### The problem
Transcribe word for word the stretch of rows below from the one containing "the green lawn?" through the one containing "white balcony railing?", including both, and nothing else.

### Recorded data
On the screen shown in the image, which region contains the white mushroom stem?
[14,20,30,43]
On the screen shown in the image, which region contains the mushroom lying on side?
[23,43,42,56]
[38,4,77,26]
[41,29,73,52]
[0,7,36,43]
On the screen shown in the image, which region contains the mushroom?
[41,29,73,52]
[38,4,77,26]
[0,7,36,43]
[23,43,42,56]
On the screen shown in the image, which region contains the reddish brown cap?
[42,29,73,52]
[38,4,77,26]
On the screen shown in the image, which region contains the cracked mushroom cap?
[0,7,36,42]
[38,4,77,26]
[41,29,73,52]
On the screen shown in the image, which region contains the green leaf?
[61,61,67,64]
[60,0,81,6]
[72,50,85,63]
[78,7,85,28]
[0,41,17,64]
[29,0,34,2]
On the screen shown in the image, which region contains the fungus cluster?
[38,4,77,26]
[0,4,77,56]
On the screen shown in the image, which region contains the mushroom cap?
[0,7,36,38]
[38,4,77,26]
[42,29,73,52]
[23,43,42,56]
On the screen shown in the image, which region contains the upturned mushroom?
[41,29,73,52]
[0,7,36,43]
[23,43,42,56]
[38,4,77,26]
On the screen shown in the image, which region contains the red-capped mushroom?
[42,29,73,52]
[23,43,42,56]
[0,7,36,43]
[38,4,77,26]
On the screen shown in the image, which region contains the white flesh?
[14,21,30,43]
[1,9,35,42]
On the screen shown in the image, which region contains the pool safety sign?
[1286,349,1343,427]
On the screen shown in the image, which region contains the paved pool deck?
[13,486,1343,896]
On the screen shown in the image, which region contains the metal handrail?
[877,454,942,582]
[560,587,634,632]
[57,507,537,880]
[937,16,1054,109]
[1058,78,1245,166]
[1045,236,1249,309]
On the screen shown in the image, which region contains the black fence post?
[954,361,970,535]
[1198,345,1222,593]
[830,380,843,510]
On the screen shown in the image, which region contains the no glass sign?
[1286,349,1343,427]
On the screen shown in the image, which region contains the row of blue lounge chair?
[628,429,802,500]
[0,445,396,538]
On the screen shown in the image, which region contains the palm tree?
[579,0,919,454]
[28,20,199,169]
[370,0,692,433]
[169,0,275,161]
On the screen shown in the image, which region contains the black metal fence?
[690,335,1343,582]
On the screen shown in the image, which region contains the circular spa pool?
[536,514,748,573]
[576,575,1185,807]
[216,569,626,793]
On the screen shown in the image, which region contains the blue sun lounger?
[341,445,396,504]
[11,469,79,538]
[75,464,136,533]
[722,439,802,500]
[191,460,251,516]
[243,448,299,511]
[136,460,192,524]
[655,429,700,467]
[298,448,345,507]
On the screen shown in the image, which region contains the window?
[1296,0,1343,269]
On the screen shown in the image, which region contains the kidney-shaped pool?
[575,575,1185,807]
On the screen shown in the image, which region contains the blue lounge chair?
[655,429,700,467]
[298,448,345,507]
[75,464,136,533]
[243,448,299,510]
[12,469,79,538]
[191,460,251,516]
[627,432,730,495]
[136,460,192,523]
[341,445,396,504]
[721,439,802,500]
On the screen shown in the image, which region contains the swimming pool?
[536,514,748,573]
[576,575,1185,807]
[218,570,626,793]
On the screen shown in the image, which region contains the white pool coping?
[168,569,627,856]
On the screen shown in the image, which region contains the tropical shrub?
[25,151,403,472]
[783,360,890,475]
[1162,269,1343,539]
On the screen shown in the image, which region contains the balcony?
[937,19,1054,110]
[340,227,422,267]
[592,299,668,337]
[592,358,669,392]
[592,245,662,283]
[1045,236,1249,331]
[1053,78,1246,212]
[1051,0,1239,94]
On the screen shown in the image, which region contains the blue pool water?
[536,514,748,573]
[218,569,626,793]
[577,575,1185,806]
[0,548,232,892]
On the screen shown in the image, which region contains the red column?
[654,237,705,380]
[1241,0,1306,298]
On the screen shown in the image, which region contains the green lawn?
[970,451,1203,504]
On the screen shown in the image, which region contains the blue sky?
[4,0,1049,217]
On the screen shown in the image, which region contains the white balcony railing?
---
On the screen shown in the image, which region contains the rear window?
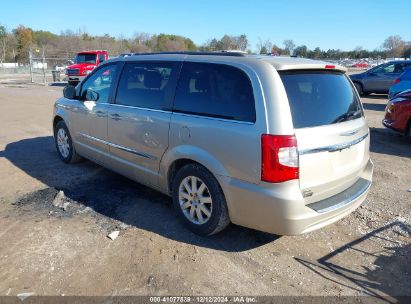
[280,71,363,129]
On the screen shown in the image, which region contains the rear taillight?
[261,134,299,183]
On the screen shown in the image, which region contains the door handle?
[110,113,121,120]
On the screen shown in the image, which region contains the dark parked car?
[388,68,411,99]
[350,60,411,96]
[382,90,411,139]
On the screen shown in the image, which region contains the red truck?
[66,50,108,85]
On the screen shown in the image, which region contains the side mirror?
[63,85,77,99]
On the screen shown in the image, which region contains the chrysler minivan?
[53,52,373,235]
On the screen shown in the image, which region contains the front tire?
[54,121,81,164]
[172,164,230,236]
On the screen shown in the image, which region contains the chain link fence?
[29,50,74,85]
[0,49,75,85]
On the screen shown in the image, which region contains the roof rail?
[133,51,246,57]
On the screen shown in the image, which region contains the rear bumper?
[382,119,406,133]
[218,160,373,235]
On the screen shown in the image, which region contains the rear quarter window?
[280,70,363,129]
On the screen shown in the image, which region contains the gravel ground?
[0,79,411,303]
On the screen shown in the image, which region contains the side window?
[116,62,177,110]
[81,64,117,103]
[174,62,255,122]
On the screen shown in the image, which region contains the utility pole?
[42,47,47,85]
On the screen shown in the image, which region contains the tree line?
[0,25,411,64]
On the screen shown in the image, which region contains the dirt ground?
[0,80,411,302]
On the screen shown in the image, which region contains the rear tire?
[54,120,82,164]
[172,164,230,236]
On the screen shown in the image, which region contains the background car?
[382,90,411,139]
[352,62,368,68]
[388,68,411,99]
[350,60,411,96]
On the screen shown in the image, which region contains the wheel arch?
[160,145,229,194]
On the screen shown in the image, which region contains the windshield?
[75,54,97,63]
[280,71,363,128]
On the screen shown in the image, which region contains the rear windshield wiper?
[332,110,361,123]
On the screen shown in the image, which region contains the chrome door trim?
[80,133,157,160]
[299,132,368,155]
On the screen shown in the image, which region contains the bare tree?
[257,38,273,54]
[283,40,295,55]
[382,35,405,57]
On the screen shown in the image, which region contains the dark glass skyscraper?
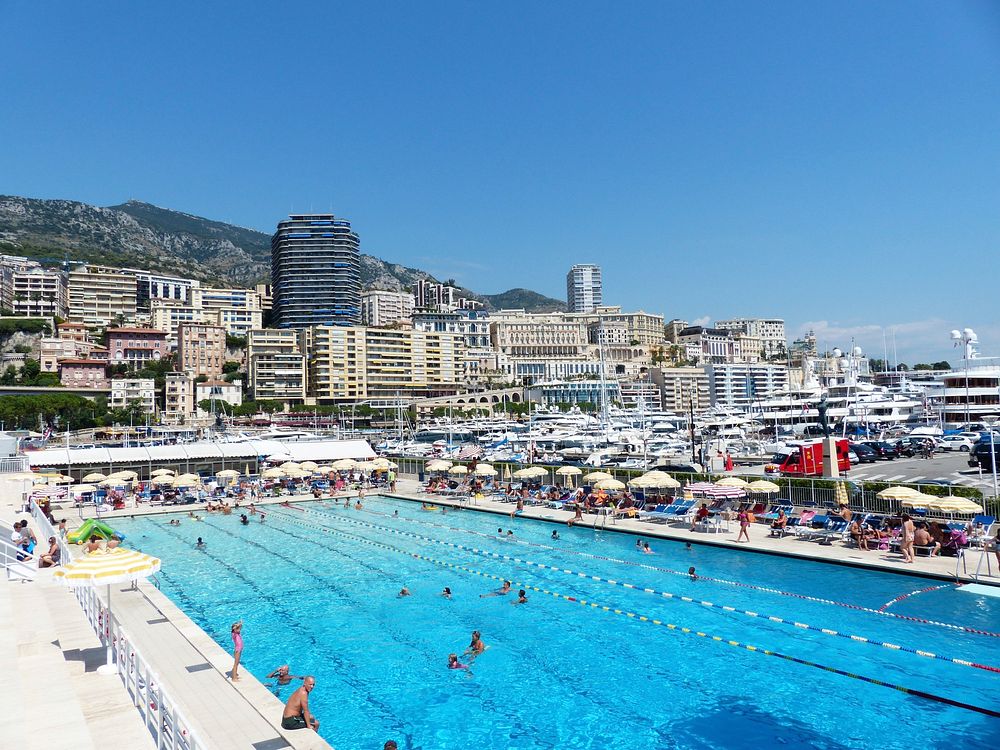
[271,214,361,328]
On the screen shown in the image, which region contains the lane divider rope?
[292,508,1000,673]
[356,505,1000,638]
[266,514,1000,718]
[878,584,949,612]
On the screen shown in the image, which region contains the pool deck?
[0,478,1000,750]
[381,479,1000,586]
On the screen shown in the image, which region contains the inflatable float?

### Reply
On the screen shown in the image, which region contains the green lawn?
[970,451,1203,504]
On the screen shown in the image, which region contains the blue sky?
[4,0,1049,217]
On the screen shown in the image, which region contains the white balcony railing?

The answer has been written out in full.